Excerpted text:
This looks mostly like a Cardinal (0, 1) Cubic, which means it’s not a match for GDI+ at all at this size (it’s not until a much larger downscale ratio that GDI+ uses a standard cubic). But there’s something strange going on with the top of the curve. It’s slightly flattened, and it pokes up slightly above 1. Let’s compare that to MagicScaler.

rsirfmagcub

Yep, it’s not quite right. This is not a great start, but I guess we’ll call it close enough for now. Moving on to a 50% shrink…

rsirfcub50

Here, the shape of the curve is even more wrong, with the ends jumping up to 0 prematurely. This will lead to a fuzzier image, as it’s the negative lobes that give this filter its sharpening effect. Contrast that with the curve from MagicScaler, which remains the same regardless of resize ratio.

rsirfmagcub50

And finally, we’ll do a shrink to 25%. At this ratio, GDI+ does use a Cardinal (0, 1) Cubic, so if it gets this one right, it’s at least a match in some cases.

rsirfcub25

Nope. It’s even worse. Here it is compared with the GDI+ curve. Note again that the ‘arms’ in the correct implementation go smoothly (well, as smoothly as this graph can show) up to the origin line.

rsirfgdicub25

What’s Wrong with This Picture?

Ok, so the graphs don’t match expectations, but what does this mean for actual image quality? Fear not, I have visual comparisons to go with those mathematical ones. I have a 6000x4000 reference image I’ve been using for a lot of my testing. I like it for a few reasons:

  1. At 24MP, it’s among the biggest images you’ll find in the wild, but not unrealistically big. Most of the new mid-to-high-end DSLRs have standardized around 24MP in their last generation or two.
  2. The bigness of the image exaggerates the impact of the scaler performance. This is the same reason the FastScaling benchmarks used 16MP images, I assume. I’m just kicking it up a notch for now. Bam!

Supplied entries:
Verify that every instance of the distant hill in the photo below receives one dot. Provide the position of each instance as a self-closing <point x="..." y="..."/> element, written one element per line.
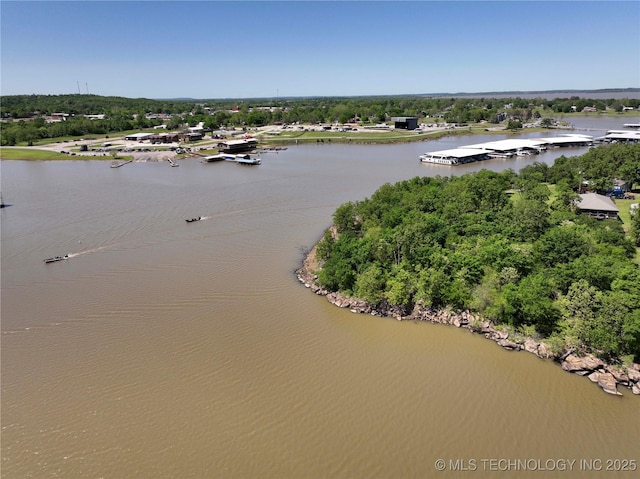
<point x="548" y="94"/>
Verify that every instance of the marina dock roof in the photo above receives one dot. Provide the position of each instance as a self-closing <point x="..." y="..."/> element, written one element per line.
<point x="462" y="152"/>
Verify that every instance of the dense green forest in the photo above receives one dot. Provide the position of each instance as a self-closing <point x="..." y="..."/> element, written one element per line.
<point x="500" y="244"/>
<point x="24" y="116"/>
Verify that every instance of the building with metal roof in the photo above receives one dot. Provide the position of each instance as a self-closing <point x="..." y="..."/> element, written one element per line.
<point x="455" y="156"/>
<point x="405" y="122"/>
<point x="597" y="206"/>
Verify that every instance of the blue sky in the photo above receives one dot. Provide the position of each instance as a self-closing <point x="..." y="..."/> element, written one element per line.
<point x="242" y="49"/>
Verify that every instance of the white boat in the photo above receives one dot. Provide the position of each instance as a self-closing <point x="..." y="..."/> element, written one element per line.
<point x="247" y="160"/>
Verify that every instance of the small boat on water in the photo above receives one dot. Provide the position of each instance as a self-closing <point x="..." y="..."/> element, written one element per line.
<point x="56" y="258"/>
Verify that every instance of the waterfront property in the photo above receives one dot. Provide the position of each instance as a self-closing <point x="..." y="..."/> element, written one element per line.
<point x="405" y="122"/>
<point x="620" y="136"/>
<point x="234" y="146"/>
<point x="503" y="149"/>
<point x="456" y="156"/>
<point x="597" y="206"/>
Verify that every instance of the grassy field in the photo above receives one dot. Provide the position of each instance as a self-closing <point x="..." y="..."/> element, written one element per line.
<point x="368" y="137"/>
<point x="42" y="155"/>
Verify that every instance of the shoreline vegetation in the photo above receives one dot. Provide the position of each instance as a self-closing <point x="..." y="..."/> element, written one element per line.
<point x="607" y="376"/>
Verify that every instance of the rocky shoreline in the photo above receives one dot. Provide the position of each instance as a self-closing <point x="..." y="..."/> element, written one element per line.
<point x="607" y="376"/>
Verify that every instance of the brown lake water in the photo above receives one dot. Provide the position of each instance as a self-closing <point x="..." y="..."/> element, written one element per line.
<point x="165" y="349"/>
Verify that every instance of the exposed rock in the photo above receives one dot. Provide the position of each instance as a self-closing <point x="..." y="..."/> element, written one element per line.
<point x="507" y="344"/>
<point x="544" y="351"/>
<point x="620" y="376"/>
<point x="531" y="345"/>
<point x="633" y="375"/>
<point x="606" y="376"/>
<point x="575" y="364"/>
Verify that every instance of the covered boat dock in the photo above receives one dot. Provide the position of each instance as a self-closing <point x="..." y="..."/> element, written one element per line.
<point x="456" y="156"/>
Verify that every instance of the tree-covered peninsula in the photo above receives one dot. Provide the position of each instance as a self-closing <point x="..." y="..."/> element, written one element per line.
<point x="509" y="247"/>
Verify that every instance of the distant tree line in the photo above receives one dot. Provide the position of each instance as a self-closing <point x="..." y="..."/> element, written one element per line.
<point x="499" y="244"/>
<point x="122" y="114"/>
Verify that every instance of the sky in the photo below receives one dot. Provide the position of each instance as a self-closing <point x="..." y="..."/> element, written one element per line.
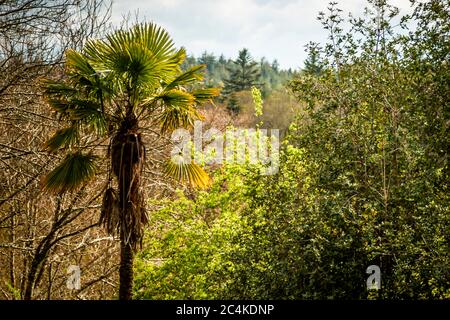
<point x="275" y="29"/>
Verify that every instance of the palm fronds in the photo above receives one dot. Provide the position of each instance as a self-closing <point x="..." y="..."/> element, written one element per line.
<point x="190" y="173"/>
<point x="63" y="138"/>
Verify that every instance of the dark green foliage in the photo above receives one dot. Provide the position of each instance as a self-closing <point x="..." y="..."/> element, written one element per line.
<point x="244" y="73"/>
<point x="363" y="180"/>
<point x="218" y="70"/>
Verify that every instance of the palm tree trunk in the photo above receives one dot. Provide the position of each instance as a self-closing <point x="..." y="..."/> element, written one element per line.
<point x="127" y="163"/>
<point x="126" y="270"/>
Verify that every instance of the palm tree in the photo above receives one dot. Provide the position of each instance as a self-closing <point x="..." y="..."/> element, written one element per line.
<point x="110" y="88"/>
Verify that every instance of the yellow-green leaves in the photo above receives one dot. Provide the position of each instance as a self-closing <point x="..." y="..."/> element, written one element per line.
<point x="188" y="173"/>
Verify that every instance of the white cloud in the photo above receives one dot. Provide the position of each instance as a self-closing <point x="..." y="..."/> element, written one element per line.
<point x="270" y="28"/>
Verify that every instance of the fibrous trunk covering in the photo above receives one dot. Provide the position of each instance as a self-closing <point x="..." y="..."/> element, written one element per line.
<point x="124" y="213"/>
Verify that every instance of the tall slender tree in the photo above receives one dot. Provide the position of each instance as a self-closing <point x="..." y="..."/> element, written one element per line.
<point x="111" y="88"/>
<point x="243" y="75"/>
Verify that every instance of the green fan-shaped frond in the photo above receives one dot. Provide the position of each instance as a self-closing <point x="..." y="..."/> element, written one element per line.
<point x="74" y="170"/>
<point x="143" y="55"/>
<point x="188" y="173"/>
<point x="62" y="138"/>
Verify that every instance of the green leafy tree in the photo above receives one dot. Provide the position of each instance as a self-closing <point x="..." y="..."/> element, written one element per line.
<point x="243" y="75"/>
<point x="363" y="180"/>
<point x="112" y="87"/>
<point x="313" y="64"/>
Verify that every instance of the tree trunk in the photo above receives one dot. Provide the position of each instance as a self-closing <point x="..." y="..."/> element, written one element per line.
<point x="127" y="158"/>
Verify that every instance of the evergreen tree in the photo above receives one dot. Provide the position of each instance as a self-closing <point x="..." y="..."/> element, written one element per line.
<point x="312" y="64"/>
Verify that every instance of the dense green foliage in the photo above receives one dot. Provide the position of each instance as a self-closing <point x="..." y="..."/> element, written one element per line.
<point x="363" y="180"/>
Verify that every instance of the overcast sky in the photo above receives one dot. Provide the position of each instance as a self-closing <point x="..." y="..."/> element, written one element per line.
<point x="275" y="29"/>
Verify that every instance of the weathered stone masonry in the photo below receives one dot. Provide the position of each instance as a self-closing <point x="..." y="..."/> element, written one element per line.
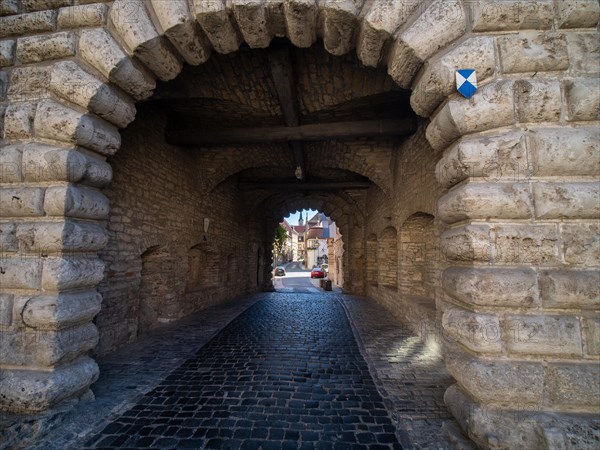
<point x="505" y="187"/>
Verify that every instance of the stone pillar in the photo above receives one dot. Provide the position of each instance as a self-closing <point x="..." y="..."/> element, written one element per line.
<point x="51" y="226"/>
<point x="520" y="165"/>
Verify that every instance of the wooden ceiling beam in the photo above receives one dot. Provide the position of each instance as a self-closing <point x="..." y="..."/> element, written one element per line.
<point x="312" y="132"/>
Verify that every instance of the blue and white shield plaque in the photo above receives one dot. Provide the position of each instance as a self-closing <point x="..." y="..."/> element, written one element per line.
<point x="466" y="82"/>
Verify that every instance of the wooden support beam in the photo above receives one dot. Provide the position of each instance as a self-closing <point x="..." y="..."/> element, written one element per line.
<point x="312" y="132"/>
<point x="307" y="186"/>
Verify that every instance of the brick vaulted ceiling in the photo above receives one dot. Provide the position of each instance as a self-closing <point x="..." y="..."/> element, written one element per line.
<point x="242" y="90"/>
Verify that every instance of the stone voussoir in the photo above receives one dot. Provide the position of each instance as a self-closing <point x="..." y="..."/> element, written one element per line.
<point x="82" y="16"/>
<point x="182" y="30"/>
<point x="301" y="21"/>
<point x="56" y="121"/>
<point x="29" y="23"/>
<point x="339" y="25"/>
<point x="379" y="24"/>
<point x="133" y="24"/>
<point x="72" y="83"/>
<point x="98" y="48"/>
<point x="253" y="22"/>
<point x="215" y="20"/>
<point x="511" y="15"/>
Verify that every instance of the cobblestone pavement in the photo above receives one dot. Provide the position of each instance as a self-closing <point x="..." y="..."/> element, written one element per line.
<point x="286" y="373"/>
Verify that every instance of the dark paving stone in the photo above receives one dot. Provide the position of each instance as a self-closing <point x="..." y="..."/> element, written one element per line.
<point x="287" y="374"/>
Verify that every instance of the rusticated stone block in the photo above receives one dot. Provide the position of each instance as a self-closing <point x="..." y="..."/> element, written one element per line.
<point x="36" y="22"/>
<point x="55" y="121"/>
<point x="10" y="164"/>
<point x="533" y="52"/>
<point x="486" y="200"/>
<point x="182" y="30"/>
<point x="7" y="53"/>
<point x="18" y="118"/>
<point x="100" y="50"/>
<point x="45" y="47"/>
<point x="48" y="238"/>
<point x="526" y="244"/>
<point x="537" y="100"/>
<point x="54" y="312"/>
<point x="47" y="348"/>
<point x="497" y="381"/>
<point x="70" y="82"/>
<point x="20" y="273"/>
<point x="592" y="336"/>
<point x="570" y="289"/>
<point x="492" y="287"/>
<point x="578" y="13"/>
<point x="6" y="307"/>
<point x="9" y="7"/>
<point x="301" y="21"/>
<point x="21" y="202"/>
<point x="39" y="5"/>
<point x="583" y="99"/>
<point x="81" y="16"/>
<point x="506" y="15"/>
<point x="133" y="24"/>
<point x="378" y="25"/>
<point x="32" y="390"/>
<point x="494" y="158"/>
<point x="584" y="52"/>
<point x="567" y="200"/>
<point x="438" y="80"/>
<point x="491" y="107"/>
<point x="565" y="151"/>
<point x="477" y="332"/>
<point x="543" y="335"/>
<point x="76" y="201"/>
<point x="581" y="243"/>
<point x="62" y="274"/>
<point x="468" y="243"/>
<point x="572" y="385"/>
<point x="47" y="163"/>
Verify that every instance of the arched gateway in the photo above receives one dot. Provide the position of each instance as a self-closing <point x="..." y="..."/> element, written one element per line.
<point x="515" y="192"/>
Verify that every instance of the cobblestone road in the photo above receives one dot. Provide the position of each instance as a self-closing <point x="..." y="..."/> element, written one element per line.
<point x="287" y="373"/>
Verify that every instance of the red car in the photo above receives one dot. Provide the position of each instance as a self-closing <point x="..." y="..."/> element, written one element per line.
<point x="317" y="272"/>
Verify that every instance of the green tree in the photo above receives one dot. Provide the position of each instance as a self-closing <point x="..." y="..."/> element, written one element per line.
<point x="279" y="243"/>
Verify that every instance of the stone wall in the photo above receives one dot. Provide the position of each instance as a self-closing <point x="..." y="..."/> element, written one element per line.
<point x="517" y="194"/>
<point x="159" y="205"/>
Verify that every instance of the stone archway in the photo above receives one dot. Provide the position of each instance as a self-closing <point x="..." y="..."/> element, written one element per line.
<point x="521" y="241"/>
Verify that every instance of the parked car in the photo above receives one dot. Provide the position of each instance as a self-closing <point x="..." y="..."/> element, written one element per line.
<point x="317" y="272"/>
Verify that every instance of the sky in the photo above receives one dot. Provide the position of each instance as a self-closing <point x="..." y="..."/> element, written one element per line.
<point x="293" y="218"/>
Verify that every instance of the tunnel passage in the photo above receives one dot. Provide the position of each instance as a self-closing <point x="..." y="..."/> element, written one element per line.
<point x="217" y="156"/>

Challenge:
Rewrite the part of the excerpt on resizing filters that opens with the words containing "Yep, it’s not" and closes with "the origin line.", swapping "shrink" for "reduction". Work only from the excerpt on resizing filters; the records play no part here.

Correct response:
Yep, it’s not quite right. This is not a great start, but I guess we’ll call it close enough for now. Moving on to a 50% reduction…

rsirfcub50

Here, the shape of the curve is even more wrong, with the ends jumping up to 0 prematurely. This will lead to a fuzzier image, as it’s the negative lobes that give this filter its sharpening effect. Contrast that with the curve from MagicScaler, which remains the same regardless of resize ratio.

rsirfmagcub50

And finally, we’ll do a reduction to 25%. At this ratio, GDI+ does use a Cardinal (0, 1) Cubic, so if it gets this one right, it’s at least a match in some cases.

rsirfcub25

Nope. It’s even worse. Here it is compared with the GDI+ curve. Note again that the ‘arms’ in the correct implementation go smoothly (well, as smoothly as this graph can show) up to the origin line.